(Lines of data)
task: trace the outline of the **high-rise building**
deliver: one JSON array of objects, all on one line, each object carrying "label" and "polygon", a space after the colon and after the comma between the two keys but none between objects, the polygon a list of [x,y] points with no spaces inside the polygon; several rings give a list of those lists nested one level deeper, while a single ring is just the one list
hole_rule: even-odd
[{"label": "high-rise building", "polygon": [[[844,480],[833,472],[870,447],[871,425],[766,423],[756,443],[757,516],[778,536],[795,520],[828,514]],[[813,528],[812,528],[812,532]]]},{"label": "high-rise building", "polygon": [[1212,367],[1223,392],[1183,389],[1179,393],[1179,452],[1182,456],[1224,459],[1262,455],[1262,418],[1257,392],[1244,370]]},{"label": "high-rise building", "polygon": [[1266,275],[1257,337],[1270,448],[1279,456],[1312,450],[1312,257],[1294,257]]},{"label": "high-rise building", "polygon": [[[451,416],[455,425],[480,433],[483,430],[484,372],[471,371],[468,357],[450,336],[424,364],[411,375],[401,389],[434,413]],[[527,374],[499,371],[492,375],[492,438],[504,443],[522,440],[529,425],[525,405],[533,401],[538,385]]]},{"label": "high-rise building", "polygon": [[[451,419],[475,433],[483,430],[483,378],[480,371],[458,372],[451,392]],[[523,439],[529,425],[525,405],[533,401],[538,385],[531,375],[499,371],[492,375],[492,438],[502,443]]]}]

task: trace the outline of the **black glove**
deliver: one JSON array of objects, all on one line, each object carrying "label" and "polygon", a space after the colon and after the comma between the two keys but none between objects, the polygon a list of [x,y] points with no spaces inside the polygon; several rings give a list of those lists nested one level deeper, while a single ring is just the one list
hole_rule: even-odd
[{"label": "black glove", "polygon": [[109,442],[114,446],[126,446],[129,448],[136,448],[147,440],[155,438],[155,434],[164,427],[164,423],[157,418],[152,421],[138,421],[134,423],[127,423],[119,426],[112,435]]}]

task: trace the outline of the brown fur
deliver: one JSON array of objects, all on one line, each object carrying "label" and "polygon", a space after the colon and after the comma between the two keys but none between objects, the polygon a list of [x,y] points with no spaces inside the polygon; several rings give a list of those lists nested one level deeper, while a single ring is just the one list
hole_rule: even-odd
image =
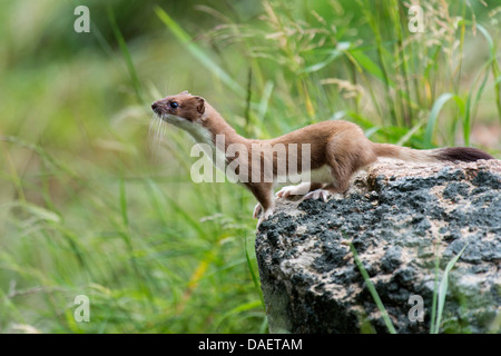
[{"label": "brown fur", "polygon": [[[171,108],[170,102],[176,101],[177,108]],[[268,149],[274,149],[277,144],[282,144],[288,148],[289,144],[297,144],[297,156],[301,158],[301,145],[311,145],[311,169],[317,169],[328,166],[333,177],[333,181],[312,181],[310,190],[323,187],[333,192],[344,192],[348,188],[350,178],[352,175],[374,162],[377,157],[392,157],[407,161],[441,161],[441,160],[463,160],[473,161],[478,159],[492,159],[492,157],[479,149],[452,147],[440,148],[432,150],[415,150],[406,147],[400,147],[389,144],[373,144],[363,134],[362,129],[355,123],[336,120],[323,121],[306,126],[293,132],[283,135],[271,140],[247,139],[239,136],[223,117],[203,98],[191,96],[184,91],[177,96],[166,97],[151,105],[151,108],[157,115],[175,115],[184,118],[193,123],[200,125],[208,130],[215,142],[216,135],[224,135],[226,150],[232,144],[242,144],[247,148],[247,152],[252,152],[252,145],[257,144],[262,147],[267,147],[264,151],[269,152]],[[287,154],[287,171],[288,171],[288,155]],[[295,158],[295,157],[294,157]],[[238,157],[226,157],[227,162],[232,162]],[[252,177],[252,168],[261,165],[264,166],[265,157],[248,157],[248,160],[240,162],[239,172],[247,172]],[[301,159],[299,171],[303,169]],[[277,155],[273,155],[273,174],[277,175]],[[274,199],[272,196],[273,184],[264,182],[264,169],[261,169],[259,181],[244,182],[244,185],[253,192],[256,199],[266,211],[273,209]]]}]

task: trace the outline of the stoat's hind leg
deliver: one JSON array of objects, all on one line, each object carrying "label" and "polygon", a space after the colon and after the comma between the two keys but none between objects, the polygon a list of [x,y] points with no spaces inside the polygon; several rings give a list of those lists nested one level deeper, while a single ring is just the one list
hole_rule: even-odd
[{"label": "stoat's hind leg", "polygon": [[287,198],[291,196],[305,196],[310,194],[312,190],[316,190],[322,188],[324,184],[321,182],[302,182],[296,186],[286,186],[278,190],[275,196],[277,198]]}]

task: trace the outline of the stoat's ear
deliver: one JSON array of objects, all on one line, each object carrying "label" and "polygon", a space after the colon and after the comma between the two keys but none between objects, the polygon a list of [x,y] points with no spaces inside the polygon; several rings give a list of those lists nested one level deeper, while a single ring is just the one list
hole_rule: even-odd
[{"label": "stoat's ear", "polygon": [[205,112],[205,99],[202,97],[193,97],[197,102],[197,111],[203,115]]}]

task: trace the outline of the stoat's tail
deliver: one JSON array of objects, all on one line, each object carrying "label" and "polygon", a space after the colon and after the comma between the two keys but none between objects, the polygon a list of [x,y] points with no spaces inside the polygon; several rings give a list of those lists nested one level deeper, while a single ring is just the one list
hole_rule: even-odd
[{"label": "stoat's tail", "polygon": [[435,149],[412,149],[390,144],[373,144],[374,154],[377,157],[399,158],[406,161],[436,162],[436,161],[466,161],[479,159],[493,159],[484,151],[471,147],[446,147]]}]

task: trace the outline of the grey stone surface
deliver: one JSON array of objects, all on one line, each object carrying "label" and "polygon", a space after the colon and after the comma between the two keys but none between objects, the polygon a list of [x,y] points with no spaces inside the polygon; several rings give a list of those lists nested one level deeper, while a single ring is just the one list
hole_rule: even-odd
[{"label": "grey stone surface", "polygon": [[[327,202],[278,200],[257,231],[271,332],[387,333],[355,247],[397,333],[429,333],[435,261],[449,276],[440,332],[500,333],[501,161],[381,161]],[[412,322],[411,295],[424,301]]]}]

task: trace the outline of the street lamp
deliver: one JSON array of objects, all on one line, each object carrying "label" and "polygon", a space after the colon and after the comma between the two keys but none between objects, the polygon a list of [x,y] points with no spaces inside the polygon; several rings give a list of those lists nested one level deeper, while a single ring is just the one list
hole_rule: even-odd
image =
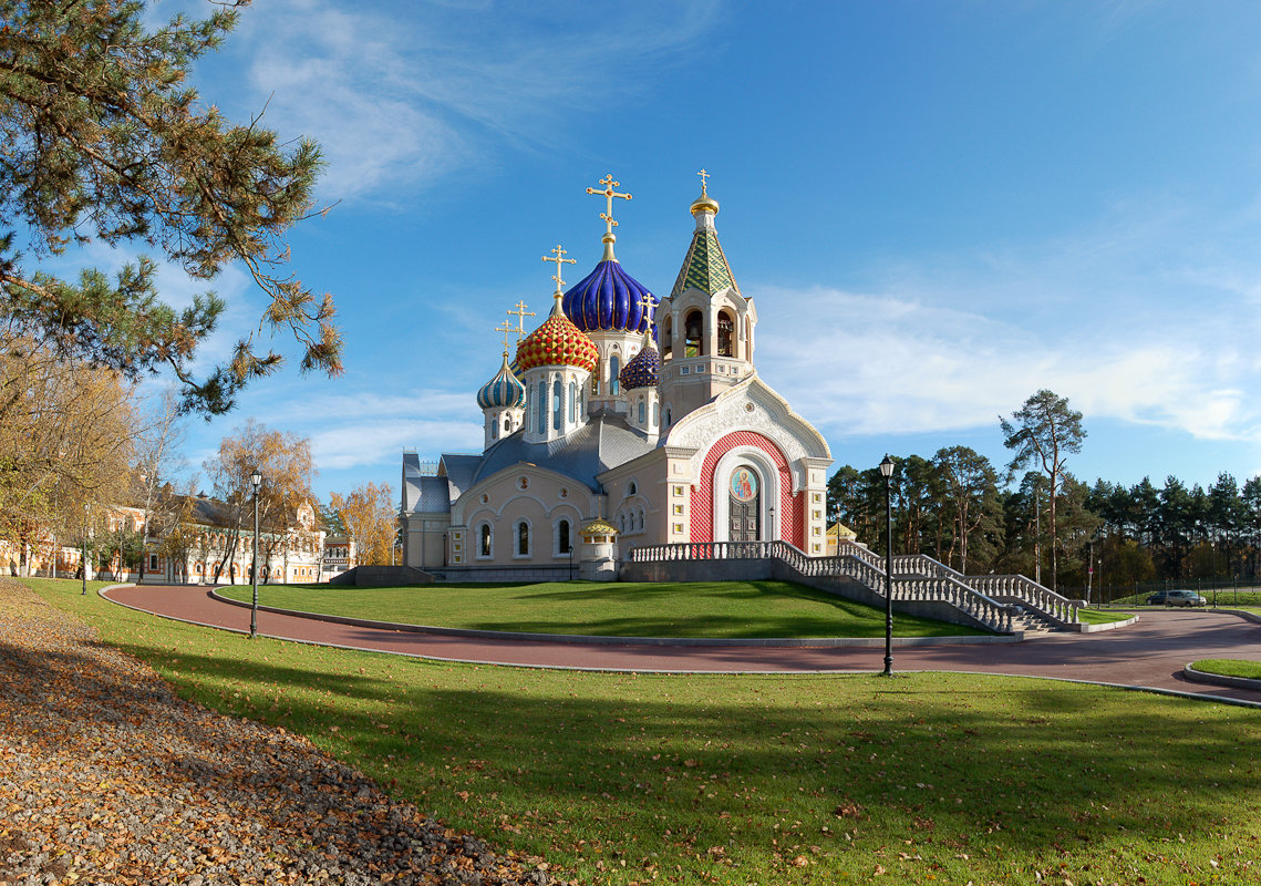
[{"label": "street lamp", "polygon": [[87,512],[91,505],[86,501],[83,502],[83,545],[81,563],[83,565],[83,593],[81,596],[87,597]]},{"label": "street lamp", "polygon": [[[884,477],[884,675],[893,676],[893,459],[885,453],[880,462]],[[840,536],[837,536],[840,539]]]},{"label": "street lamp", "polygon": [[259,636],[259,487],[262,486],[262,475],[259,468],[250,475],[250,485],[253,486],[253,565],[250,568],[250,581],[253,583],[253,606],[250,608],[250,639]]}]

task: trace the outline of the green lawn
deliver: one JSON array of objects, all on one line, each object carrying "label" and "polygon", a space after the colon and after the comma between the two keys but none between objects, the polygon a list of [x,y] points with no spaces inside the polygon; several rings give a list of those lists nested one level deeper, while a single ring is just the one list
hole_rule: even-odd
[{"label": "green lawn", "polygon": [[1125,621],[1130,618],[1134,612],[1115,612],[1110,610],[1077,610],[1077,621],[1084,621],[1087,625],[1107,625],[1113,621]]},{"label": "green lawn", "polygon": [[1246,676],[1250,680],[1261,680],[1261,661],[1245,661],[1243,659],[1200,659],[1192,661],[1190,666],[1209,674],[1223,674],[1224,676]]},{"label": "green lawn", "polygon": [[[248,601],[251,588],[221,593]],[[550,582],[356,588],[267,586],[259,602],[285,610],[483,631],[619,637],[883,637],[884,611],[791,582]],[[897,636],[984,631],[894,613]]]},{"label": "green lawn", "polygon": [[433,663],[251,642],[32,584],[180,694],[301,732],[583,882],[1257,880],[1256,709],[967,674]]}]

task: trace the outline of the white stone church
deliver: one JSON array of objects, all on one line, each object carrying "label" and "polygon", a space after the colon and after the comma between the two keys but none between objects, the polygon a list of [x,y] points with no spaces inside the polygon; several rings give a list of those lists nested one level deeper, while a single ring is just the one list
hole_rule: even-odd
[{"label": "white stone church", "polygon": [[[831,453],[758,376],[758,313],[701,180],[665,298],[614,256],[613,201],[629,196],[612,175],[588,188],[607,201],[604,254],[566,292],[560,271],[574,260],[552,250],[551,314],[477,394],[483,451],[436,463],[404,453],[407,565],[448,581],[562,577],[584,538],[615,545],[605,577],[643,545],[783,540],[827,553]],[[521,333],[523,310],[508,312]]]}]

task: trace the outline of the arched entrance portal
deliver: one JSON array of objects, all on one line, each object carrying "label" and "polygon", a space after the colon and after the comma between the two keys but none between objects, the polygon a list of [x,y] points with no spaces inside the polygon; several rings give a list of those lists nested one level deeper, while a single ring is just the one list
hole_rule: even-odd
[{"label": "arched entrance portal", "polygon": [[762,539],[762,483],[750,464],[738,464],[728,483],[728,538],[731,541]]}]

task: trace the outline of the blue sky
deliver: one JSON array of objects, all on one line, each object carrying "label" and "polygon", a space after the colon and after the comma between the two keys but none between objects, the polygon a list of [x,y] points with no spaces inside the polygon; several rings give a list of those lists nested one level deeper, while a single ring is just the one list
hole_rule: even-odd
[{"label": "blue sky", "polygon": [[[149,15],[204,14],[194,0]],[[325,149],[293,264],[334,293],[346,374],[296,369],[190,425],[309,435],[318,491],[397,490],[404,447],[480,448],[493,327],[542,319],[560,242],[667,294],[696,172],[758,305],[758,371],[837,463],[966,444],[1049,387],[1069,468],[1134,483],[1261,472],[1261,6],[1253,3],[261,0],[197,85]],[[91,250],[111,264],[125,255]],[[168,297],[195,286],[165,269]],[[245,275],[221,357],[262,308]],[[288,350],[296,365],[296,350]]]}]

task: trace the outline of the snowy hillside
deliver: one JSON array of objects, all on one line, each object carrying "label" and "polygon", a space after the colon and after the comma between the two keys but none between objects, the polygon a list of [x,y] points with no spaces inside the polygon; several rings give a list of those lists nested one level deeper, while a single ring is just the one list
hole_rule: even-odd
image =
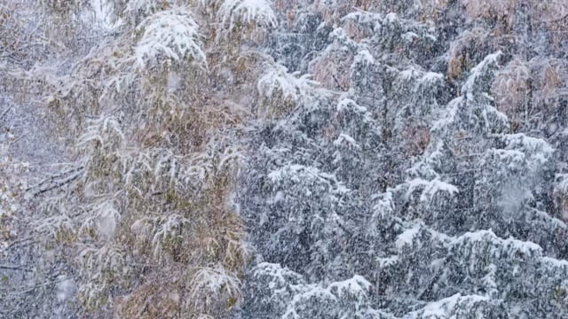
[{"label": "snowy hillside", "polygon": [[0,2],[0,317],[568,318],[565,0]]}]

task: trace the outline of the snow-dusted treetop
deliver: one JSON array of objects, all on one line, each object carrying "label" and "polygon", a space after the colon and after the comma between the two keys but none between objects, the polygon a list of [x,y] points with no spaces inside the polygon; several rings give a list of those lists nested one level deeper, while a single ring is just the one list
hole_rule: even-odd
[{"label": "snow-dusted treetop", "polygon": [[184,60],[200,67],[207,66],[199,26],[190,12],[180,8],[159,12],[145,19],[138,29],[144,32],[135,48],[138,66]]}]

● **PROBLEM DETAILS**
Which rows above contain the string "stoat"? Copy each of them in full.

● **OUTPUT OF THE TASK**
task: trace the outline of the stoat's hind leg
[{"label": "stoat's hind leg", "polygon": [[287,198],[291,196],[305,196],[310,194],[312,190],[316,190],[322,188],[324,184],[321,182],[302,182],[296,186],[286,186],[278,190],[275,196],[277,198]]}]
task: trace the outline of the stoat's ear
[{"label": "stoat's ear", "polygon": [[205,112],[205,99],[202,97],[193,97],[197,102],[197,111],[203,115]]}]
task: trace the outline of the stoat's tail
[{"label": "stoat's tail", "polygon": [[435,149],[412,149],[390,144],[373,144],[374,154],[377,157],[399,158],[406,161],[436,162],[436,161],[466,161],[479,159],[493,159],[484,151],[471,147],[446,147]]}]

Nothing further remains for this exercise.